*WHAT YOU WILL DO:* Which lines of the data below include the string "wing"? Return each of them.

*RECORDS FOR PROCESSING:*

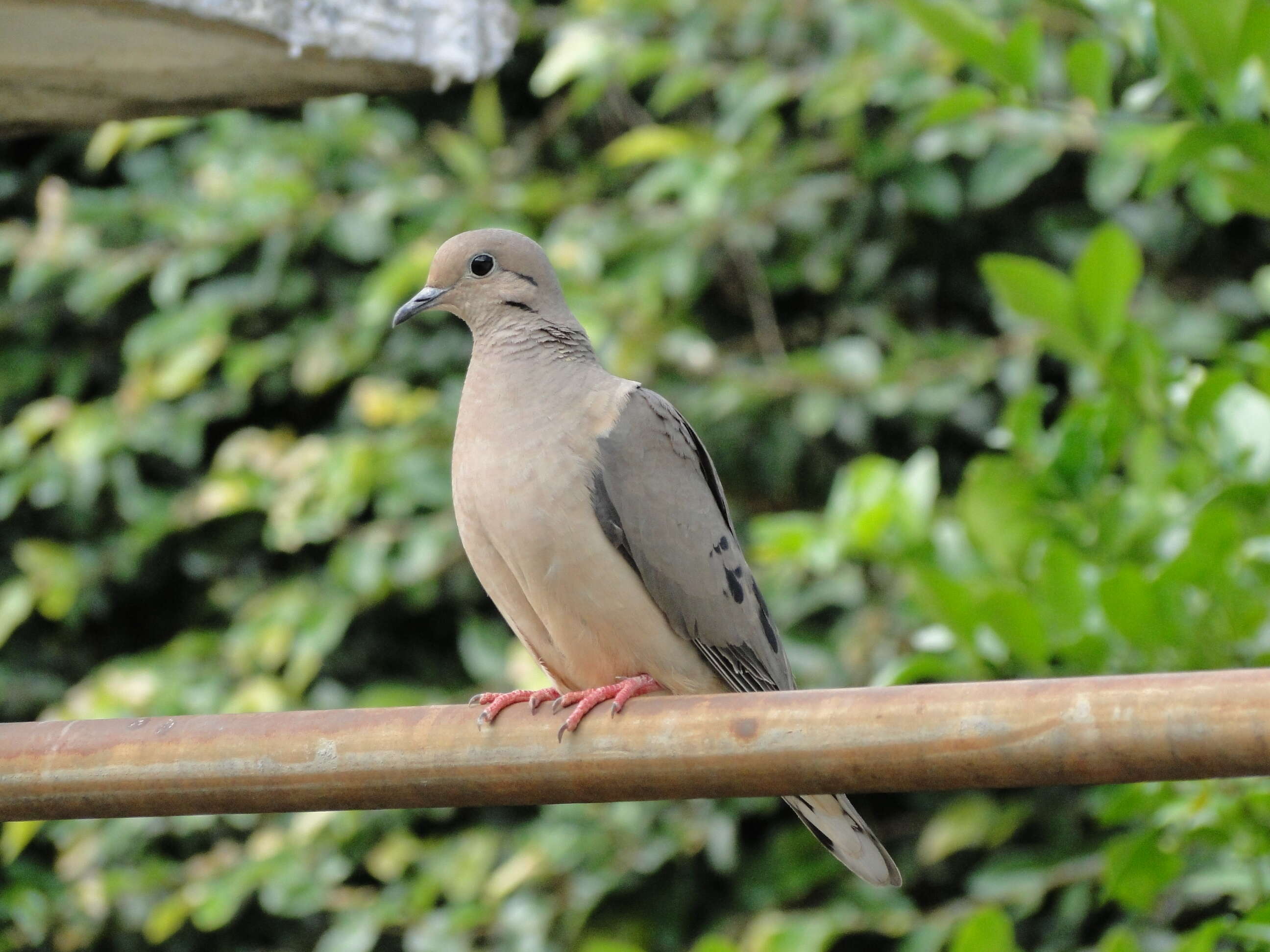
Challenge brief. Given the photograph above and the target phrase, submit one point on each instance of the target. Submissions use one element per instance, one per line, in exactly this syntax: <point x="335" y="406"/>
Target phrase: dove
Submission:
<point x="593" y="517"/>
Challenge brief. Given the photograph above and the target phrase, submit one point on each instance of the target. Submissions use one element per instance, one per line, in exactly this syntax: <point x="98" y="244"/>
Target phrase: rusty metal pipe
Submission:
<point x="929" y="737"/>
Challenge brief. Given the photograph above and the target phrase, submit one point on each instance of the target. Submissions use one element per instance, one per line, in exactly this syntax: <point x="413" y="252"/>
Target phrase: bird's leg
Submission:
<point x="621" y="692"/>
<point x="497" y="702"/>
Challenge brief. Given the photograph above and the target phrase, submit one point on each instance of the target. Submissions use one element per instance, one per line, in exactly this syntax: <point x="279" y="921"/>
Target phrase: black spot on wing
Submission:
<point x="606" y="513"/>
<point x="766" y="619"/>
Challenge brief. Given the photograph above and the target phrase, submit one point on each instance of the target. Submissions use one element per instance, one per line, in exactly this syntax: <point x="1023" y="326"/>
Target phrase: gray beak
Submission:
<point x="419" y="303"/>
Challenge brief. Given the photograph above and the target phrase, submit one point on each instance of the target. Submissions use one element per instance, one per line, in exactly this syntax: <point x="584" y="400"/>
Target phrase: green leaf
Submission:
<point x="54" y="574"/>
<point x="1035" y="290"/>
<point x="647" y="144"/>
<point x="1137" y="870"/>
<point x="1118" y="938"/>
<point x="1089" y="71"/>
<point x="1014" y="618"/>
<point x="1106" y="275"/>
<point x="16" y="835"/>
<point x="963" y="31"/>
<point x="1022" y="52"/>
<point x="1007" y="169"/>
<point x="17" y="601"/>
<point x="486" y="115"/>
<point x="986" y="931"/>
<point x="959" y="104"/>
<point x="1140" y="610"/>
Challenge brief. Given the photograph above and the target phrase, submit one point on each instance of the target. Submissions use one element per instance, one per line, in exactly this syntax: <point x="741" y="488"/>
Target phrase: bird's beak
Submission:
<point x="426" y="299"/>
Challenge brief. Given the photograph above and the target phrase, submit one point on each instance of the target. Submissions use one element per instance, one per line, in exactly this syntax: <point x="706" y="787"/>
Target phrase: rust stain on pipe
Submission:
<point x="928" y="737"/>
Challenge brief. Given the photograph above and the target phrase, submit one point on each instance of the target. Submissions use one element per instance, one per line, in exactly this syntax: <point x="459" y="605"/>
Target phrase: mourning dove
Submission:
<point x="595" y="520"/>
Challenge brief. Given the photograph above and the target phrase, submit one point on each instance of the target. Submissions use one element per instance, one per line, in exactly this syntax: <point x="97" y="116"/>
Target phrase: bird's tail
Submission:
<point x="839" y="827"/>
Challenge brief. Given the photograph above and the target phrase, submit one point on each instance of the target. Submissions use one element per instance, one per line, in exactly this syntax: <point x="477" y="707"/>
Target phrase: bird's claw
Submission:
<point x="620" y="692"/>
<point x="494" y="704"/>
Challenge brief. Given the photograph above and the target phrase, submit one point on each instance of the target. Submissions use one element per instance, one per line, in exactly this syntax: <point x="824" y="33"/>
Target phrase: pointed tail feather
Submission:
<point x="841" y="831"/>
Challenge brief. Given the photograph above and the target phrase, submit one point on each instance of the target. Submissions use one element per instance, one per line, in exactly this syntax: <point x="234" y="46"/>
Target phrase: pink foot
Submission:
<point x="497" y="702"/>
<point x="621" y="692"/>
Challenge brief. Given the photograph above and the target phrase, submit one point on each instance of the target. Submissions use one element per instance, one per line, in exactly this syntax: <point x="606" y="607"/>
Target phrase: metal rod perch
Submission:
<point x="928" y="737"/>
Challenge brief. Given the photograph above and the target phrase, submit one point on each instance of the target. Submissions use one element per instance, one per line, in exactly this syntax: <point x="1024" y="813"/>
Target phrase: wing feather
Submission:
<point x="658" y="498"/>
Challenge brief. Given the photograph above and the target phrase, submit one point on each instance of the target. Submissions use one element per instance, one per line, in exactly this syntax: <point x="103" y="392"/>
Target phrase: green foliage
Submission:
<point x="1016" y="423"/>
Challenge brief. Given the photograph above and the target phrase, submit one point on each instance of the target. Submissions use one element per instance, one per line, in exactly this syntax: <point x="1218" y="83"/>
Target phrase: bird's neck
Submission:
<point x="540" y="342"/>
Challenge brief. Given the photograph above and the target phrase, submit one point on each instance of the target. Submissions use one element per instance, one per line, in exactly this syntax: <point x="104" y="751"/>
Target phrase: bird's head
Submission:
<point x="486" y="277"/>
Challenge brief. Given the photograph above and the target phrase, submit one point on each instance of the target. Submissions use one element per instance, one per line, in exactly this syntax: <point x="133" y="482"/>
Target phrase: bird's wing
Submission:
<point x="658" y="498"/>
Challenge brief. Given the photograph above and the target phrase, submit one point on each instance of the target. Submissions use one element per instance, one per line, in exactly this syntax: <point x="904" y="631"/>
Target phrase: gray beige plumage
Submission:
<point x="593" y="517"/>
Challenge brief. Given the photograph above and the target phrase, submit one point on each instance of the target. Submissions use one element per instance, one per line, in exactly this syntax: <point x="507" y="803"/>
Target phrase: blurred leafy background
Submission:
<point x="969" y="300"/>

* * *

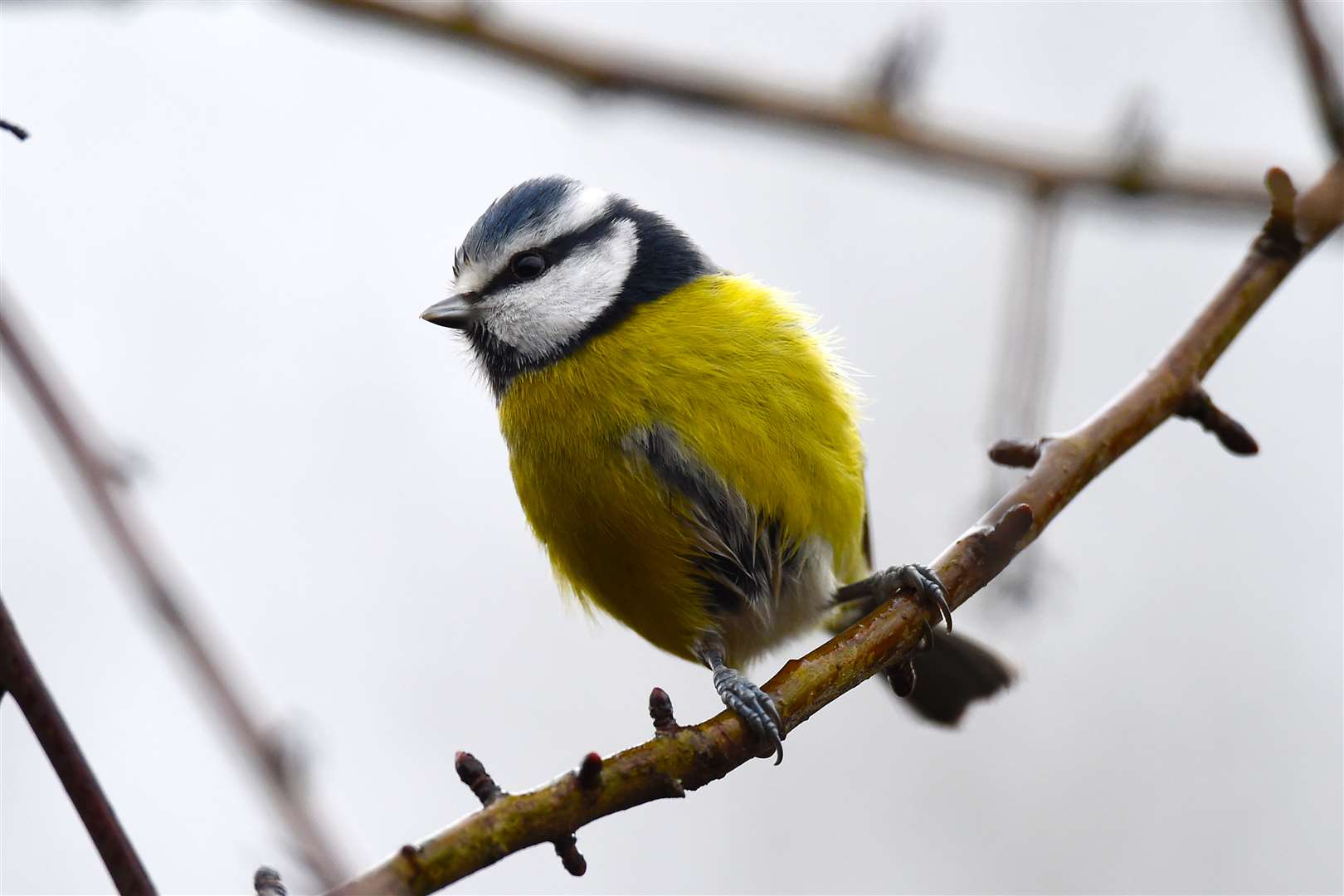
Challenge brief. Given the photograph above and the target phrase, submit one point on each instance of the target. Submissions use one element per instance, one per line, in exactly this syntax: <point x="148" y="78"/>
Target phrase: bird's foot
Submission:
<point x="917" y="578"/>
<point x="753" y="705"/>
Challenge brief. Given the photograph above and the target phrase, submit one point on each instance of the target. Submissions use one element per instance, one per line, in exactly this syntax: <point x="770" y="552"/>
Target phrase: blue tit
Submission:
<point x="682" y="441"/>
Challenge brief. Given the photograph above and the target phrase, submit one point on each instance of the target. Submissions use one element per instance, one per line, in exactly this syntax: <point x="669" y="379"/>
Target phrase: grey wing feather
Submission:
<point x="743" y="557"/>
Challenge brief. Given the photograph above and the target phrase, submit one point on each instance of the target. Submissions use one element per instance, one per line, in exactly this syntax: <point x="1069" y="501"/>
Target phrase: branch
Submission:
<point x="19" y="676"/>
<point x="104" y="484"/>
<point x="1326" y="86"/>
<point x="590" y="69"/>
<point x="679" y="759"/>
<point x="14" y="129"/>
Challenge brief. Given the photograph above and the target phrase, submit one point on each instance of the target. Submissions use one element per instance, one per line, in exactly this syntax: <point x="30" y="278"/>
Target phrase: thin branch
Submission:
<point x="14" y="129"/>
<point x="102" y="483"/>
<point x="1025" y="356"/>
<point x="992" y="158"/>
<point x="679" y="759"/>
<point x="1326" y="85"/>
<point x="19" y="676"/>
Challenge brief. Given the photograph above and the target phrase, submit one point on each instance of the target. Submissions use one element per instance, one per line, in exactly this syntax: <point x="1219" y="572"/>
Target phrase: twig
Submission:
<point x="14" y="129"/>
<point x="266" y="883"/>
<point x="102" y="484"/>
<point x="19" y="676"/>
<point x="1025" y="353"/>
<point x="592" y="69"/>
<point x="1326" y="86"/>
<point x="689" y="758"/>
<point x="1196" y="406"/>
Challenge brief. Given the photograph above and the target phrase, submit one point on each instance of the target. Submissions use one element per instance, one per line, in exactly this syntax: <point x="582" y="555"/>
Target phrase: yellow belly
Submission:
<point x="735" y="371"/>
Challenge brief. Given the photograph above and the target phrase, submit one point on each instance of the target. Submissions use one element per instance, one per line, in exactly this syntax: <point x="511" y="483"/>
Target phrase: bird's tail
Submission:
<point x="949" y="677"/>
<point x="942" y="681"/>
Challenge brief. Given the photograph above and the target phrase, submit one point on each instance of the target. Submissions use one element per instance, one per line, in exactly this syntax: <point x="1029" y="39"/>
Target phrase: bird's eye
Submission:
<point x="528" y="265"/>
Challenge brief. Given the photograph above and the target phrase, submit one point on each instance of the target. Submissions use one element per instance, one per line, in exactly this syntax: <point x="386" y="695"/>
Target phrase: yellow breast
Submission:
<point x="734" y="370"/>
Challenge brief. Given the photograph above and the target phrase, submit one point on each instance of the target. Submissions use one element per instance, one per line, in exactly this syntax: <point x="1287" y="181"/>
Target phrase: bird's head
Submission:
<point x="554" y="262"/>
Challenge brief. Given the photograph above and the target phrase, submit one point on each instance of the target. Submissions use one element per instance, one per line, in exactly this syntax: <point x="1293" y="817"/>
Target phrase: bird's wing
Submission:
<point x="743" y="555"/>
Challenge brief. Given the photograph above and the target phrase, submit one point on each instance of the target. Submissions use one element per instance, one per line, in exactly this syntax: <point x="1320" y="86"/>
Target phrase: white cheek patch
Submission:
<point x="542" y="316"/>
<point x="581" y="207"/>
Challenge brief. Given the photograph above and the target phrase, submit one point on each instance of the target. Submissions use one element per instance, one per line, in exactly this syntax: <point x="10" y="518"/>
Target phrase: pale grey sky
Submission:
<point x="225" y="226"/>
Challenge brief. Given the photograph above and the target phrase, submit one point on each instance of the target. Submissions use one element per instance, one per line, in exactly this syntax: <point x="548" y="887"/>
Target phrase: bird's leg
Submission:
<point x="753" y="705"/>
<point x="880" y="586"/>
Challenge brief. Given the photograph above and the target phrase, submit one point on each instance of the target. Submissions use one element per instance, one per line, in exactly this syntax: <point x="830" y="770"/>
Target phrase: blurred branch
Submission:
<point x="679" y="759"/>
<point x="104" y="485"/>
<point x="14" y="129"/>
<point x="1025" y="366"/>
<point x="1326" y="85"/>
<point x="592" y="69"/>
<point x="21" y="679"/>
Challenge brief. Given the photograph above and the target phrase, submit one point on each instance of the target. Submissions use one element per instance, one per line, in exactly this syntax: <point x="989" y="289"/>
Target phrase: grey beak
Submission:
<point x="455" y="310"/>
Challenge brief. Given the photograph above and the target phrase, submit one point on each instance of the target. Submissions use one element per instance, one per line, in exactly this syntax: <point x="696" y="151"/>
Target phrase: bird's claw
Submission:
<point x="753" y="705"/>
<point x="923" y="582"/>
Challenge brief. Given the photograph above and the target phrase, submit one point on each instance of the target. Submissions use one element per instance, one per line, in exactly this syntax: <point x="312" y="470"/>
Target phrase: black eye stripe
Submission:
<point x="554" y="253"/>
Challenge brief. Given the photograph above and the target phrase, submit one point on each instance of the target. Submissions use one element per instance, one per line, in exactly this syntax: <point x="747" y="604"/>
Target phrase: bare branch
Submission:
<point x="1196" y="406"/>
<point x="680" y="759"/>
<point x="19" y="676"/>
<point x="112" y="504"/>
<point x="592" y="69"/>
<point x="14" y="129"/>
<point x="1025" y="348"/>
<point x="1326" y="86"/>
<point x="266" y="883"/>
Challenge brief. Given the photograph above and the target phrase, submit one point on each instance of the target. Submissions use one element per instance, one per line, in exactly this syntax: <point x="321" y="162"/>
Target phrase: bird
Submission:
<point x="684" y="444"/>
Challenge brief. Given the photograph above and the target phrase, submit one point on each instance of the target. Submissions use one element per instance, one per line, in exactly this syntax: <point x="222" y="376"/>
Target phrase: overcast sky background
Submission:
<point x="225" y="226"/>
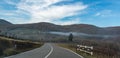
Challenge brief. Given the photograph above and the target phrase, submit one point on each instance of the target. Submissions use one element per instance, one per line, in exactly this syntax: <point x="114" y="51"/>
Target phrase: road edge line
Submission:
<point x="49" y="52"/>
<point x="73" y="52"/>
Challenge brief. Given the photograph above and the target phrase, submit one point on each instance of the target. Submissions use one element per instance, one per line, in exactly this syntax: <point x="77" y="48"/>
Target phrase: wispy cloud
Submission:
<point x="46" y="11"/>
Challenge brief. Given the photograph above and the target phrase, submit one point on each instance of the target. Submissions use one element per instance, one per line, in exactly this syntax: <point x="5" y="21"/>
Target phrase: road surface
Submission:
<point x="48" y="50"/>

...

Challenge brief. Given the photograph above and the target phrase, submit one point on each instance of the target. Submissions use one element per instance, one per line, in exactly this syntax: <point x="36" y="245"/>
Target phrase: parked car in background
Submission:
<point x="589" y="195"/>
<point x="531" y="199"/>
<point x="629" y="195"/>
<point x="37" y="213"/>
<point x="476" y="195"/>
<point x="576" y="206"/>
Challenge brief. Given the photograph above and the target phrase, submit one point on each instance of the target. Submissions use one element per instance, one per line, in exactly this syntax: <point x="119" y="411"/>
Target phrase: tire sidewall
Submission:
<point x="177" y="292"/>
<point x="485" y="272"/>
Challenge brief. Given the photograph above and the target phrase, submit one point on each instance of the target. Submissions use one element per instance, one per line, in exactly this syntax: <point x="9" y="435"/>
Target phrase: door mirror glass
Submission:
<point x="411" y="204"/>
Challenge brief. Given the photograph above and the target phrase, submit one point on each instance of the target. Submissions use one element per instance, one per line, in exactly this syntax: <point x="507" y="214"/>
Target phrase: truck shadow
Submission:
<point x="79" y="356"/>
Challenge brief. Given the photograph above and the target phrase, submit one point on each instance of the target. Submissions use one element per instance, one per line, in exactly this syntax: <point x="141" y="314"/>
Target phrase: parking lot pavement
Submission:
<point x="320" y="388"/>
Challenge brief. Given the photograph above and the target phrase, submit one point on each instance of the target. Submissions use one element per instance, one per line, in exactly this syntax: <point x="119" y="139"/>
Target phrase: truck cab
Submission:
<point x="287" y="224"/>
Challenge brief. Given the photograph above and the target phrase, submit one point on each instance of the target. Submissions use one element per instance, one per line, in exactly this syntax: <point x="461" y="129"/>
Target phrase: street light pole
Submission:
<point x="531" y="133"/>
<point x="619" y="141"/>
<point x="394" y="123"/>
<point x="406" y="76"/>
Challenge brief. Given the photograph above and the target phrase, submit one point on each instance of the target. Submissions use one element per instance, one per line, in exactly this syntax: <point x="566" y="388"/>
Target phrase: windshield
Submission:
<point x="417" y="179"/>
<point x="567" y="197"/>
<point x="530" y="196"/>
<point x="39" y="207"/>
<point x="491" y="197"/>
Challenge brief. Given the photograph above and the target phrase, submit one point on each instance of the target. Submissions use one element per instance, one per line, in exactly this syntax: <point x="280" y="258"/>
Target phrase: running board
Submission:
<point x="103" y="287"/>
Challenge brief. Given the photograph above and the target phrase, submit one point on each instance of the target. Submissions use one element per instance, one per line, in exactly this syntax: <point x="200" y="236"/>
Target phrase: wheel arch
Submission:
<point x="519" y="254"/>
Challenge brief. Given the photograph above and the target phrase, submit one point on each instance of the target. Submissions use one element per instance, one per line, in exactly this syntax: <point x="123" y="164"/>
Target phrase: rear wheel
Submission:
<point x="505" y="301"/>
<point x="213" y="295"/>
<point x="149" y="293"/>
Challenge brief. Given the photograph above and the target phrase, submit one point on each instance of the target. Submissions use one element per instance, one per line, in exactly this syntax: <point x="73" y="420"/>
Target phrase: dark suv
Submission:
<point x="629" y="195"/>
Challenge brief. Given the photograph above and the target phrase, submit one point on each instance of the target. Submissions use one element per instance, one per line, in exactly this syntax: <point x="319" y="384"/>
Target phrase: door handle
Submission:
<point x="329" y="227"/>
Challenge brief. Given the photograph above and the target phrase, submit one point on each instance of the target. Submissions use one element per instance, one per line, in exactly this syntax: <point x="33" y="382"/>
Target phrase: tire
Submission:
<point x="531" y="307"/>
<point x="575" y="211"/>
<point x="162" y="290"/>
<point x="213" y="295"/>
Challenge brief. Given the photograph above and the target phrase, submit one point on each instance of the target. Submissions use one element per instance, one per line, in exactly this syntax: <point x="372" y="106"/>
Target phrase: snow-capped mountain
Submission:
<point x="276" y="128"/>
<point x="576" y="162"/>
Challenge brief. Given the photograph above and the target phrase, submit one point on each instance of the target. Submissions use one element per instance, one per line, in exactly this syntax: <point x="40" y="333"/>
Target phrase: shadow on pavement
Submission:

*RESPONSE TO THIS EXERCISE:*
Target phrase: black spot on wing
Target phrase: wing feather
Target phrase: bird's wing
Target phrase: grey wing feather
Target phrase: bird's wing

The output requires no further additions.